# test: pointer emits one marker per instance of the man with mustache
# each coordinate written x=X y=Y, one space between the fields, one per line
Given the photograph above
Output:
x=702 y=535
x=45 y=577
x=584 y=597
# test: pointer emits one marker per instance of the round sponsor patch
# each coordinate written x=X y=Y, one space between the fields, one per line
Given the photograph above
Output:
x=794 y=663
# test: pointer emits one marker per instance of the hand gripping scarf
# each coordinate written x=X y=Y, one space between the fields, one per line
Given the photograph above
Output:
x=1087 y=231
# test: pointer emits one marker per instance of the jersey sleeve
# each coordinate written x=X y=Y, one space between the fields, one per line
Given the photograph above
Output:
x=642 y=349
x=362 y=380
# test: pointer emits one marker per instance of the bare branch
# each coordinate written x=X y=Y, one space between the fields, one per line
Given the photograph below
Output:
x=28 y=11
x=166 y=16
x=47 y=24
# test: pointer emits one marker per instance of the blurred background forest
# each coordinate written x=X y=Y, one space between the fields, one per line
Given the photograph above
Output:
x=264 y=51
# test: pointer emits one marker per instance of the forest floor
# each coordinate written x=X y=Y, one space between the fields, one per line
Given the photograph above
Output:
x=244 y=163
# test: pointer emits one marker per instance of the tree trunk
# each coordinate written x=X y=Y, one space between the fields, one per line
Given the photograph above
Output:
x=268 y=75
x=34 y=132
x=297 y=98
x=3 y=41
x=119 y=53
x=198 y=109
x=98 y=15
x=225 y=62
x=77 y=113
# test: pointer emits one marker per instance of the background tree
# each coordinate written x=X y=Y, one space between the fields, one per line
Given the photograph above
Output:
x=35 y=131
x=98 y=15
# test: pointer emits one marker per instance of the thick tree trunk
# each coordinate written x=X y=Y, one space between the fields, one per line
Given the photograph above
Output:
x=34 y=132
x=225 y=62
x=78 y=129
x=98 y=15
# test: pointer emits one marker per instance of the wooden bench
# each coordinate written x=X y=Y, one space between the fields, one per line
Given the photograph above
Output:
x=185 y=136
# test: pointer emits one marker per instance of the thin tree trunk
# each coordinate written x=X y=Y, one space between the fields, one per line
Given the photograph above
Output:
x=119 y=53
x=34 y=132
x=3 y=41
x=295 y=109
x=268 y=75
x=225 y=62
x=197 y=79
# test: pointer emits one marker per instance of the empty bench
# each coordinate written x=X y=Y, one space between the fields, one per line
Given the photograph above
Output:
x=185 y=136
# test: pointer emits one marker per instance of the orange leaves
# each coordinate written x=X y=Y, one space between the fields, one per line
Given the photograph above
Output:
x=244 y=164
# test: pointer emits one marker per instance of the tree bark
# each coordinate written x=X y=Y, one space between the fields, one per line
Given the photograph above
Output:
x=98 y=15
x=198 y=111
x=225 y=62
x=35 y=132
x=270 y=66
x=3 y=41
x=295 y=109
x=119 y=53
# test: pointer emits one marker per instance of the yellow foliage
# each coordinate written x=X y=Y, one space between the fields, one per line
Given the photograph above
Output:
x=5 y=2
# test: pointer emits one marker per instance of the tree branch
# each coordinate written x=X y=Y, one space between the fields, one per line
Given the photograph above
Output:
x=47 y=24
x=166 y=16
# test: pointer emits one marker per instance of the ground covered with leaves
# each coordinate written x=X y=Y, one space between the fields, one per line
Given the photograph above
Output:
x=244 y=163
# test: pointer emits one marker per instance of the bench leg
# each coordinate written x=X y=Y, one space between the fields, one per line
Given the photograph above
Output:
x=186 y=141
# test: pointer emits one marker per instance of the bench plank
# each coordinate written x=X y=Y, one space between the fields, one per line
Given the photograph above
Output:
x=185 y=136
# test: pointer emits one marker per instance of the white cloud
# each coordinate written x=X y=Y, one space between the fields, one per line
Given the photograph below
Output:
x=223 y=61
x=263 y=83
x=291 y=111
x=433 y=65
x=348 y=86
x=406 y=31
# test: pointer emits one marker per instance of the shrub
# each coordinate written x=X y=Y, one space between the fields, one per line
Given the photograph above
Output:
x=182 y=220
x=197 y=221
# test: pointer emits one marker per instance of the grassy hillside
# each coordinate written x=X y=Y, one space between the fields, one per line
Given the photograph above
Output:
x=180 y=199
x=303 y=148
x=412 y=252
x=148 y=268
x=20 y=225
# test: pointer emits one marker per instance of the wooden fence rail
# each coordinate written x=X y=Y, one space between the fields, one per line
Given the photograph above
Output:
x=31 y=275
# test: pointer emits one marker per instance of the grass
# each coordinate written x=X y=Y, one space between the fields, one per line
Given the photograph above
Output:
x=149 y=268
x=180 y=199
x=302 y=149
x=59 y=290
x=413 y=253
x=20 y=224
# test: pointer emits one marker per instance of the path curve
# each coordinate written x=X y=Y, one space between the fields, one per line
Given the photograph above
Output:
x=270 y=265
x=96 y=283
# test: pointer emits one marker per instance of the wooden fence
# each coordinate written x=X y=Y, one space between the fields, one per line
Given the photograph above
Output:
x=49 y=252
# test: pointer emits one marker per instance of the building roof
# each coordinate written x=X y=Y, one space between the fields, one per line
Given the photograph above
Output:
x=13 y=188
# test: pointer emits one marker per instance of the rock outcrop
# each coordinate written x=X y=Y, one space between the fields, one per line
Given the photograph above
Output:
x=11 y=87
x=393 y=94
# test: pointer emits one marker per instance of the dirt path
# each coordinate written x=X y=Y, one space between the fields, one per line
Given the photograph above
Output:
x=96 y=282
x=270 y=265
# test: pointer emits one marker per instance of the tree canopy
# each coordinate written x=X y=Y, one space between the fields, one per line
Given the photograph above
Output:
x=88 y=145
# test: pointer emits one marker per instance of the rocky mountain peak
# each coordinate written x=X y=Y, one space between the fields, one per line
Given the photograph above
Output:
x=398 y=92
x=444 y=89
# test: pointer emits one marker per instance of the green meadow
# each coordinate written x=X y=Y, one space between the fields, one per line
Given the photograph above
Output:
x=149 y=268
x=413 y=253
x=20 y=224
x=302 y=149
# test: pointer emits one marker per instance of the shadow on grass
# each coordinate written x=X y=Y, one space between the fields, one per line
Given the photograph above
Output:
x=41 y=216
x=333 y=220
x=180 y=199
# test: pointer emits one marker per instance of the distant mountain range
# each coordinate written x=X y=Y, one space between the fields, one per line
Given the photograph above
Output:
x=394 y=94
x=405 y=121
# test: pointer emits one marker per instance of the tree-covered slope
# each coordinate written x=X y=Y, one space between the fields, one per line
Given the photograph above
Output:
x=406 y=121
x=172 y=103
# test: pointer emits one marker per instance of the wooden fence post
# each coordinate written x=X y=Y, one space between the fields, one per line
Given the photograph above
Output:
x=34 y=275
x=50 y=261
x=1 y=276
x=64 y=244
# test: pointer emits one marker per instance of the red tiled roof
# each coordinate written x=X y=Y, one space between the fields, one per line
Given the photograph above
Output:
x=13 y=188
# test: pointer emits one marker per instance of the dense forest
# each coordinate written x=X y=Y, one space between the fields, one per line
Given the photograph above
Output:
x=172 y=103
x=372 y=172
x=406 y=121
————
Problem statement :: Rewrite every line of the data, from the line containing "wooden fence post" through the end of the data, including both ends. Multiply each x and y coordinate in the answers by 0.95, round it to a whole number with halves rounded up, and leave all other text as it is.

Task solution ::
# test: pointer emits one marker per instance of the wooden fence post
# each coordinate written x=X y=Y, one space between the fields, one per line
Given the photograph above
Output:
x=32 y=261
x=48 y=248
x=1 y=262
x=61 y=232
# test: pointer emits one marker per instance of the red tiled roof
# each coordinate written x=X y=Y, one space between the fields, one per line
Given the photograph above
Output:
x=12 y=179
# test: pointer emits one marker per instance of the dense forest
# each coordinate written x=X y=Y, one space between the fields, one per line
Given the photograph above
Output:
x=163 y=98
x=353 y=163
x=386 y=115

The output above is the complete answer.